Task instructions:
1. According to the Supreme Court ruling summary, why did the majority conclude that Section 36B allows tax credits for insurance bought on any Exchange created under the Act?
2. Reproduce part of the Supreme Court ruling summary word for word: begin at the words "The US Department" and stop after "the HealthCare.gov platform.".

Provided passage:
Today, June 25, 2015, the United States Supreme Court ruled 6-3 in favor of the Administration to permit federal premium assistance tax credits under the Affordable Care Act (ACA) to continue to be made available through 34 federally-facilitated Exchanges, in addition to Exchanges established by the states, to help individuals purchase Exchange coverage.
The US Department of Health and Human Services (HHS) operates federally-facilitated Exchanges in states that have not established their own Exchanges under the ACA. Of the 7.3 million people who enrolled via ACA Exchanges in the open enrollment period for 2015 in states with federally-facilitated Exchanges, 87 percent were determined eligible for premium assistance tax credits.1
HHS currently operates federally-facilitated Exchanges in 34 states. Fourteen states (including the District of Columbia) as of 2015 have established their own Exchanges, and three states are considered to have state-based Exchanges but use the HealthCare.gov platform.
Basis for the decision
In the majority opinion, Chief Justice John Roberts wrote that “the Act’s context and structure compel the conclusion that [Internal Revenue Code] Section 36B allows tax credits for insurance purchased on any Exchanges created under the Act. Those credits are necessary for the Federal Exchanges to function like their State Exchange counterparts, and to avoid the type of calamitous result that Congress plainly meant to avoid.”2
The Supreme Court based its decision on a reading of the statute and Congressional intent to resolve the underlying issue in the case. Thus, the Supreme Court’s decision is not based on the Administration’s regulatory interpretation of the statute.

Records provided:

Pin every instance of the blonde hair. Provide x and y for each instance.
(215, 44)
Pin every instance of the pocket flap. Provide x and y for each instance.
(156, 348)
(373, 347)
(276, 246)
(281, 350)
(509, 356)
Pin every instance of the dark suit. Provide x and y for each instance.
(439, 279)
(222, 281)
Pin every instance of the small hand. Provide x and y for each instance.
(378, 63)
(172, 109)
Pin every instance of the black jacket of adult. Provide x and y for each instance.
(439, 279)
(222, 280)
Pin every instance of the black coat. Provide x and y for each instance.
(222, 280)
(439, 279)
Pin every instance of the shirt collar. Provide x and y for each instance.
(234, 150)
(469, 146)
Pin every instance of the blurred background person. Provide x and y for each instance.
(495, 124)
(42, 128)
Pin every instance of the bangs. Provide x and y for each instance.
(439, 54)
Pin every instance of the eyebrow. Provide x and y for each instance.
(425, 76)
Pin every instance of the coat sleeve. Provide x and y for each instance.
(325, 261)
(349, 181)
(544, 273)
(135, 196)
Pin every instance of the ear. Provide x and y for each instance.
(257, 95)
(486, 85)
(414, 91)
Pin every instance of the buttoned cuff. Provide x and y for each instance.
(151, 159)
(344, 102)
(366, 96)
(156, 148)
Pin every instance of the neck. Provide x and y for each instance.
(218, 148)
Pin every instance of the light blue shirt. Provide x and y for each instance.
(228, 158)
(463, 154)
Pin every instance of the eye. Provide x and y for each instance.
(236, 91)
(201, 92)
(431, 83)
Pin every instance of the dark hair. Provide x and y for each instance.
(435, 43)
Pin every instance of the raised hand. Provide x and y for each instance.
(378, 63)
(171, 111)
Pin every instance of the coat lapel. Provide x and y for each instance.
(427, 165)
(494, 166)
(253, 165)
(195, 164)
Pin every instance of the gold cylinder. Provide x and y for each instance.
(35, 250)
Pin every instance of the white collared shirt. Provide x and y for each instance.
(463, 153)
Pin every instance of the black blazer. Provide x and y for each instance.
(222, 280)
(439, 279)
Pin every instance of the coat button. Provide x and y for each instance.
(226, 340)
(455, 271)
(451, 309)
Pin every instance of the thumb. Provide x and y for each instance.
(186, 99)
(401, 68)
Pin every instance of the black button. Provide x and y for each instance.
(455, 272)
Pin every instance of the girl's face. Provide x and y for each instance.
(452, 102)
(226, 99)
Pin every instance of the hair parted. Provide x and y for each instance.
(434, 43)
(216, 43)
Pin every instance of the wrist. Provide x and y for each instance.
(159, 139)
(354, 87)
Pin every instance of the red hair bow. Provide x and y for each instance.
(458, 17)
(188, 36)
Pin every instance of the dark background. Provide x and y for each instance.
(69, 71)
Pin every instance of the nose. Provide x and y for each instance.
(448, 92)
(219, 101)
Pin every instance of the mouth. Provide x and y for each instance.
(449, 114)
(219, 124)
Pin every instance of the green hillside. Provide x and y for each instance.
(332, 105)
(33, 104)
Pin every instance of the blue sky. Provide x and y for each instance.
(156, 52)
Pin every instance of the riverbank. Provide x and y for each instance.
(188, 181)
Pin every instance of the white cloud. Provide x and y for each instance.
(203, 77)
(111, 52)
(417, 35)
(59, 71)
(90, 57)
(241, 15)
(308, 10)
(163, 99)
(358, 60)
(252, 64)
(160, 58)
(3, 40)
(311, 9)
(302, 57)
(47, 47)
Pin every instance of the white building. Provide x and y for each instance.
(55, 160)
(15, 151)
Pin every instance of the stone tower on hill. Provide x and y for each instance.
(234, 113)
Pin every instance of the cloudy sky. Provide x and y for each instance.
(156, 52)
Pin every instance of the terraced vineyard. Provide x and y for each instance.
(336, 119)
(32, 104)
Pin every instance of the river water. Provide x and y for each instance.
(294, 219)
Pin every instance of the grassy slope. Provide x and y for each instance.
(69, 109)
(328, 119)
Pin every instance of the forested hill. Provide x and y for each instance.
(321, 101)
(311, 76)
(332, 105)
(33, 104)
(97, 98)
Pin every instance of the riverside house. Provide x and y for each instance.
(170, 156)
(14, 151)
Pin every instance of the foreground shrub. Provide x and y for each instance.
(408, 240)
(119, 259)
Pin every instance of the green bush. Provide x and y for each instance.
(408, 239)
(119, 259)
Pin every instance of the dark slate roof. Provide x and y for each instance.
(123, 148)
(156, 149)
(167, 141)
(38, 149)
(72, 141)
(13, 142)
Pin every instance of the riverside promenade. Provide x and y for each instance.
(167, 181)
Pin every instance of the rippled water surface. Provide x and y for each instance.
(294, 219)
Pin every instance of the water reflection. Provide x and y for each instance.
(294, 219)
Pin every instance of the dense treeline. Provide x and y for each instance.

Problem solutions:
1. The majority held that the credits are necessary for the Federal Exchanges to function like their State Exchange counterparts. The credits also avoid the kind of calamitous result that Congress plainly meant to avoid.

2.
The US Department of Health and Human Services (HHS) operates federally-facilitated Exchanges in states that have not established their own Exchanges under the ACA. Of the 7.3 million people who enrolled via ACA Exchanges in the open enrollment period for 2015 in states with federally-facilitated Exchanges, 87 percent were determined eligible for premium assistance tax credits.1
HHS currently operates federally-facilitated Exchanges in 34 states. Fourteen states (including the District of Columbia) as of 2015 have established their own Exchanges, and three states are considered to have state-based Exchanges but use the HealthCare.gov platform.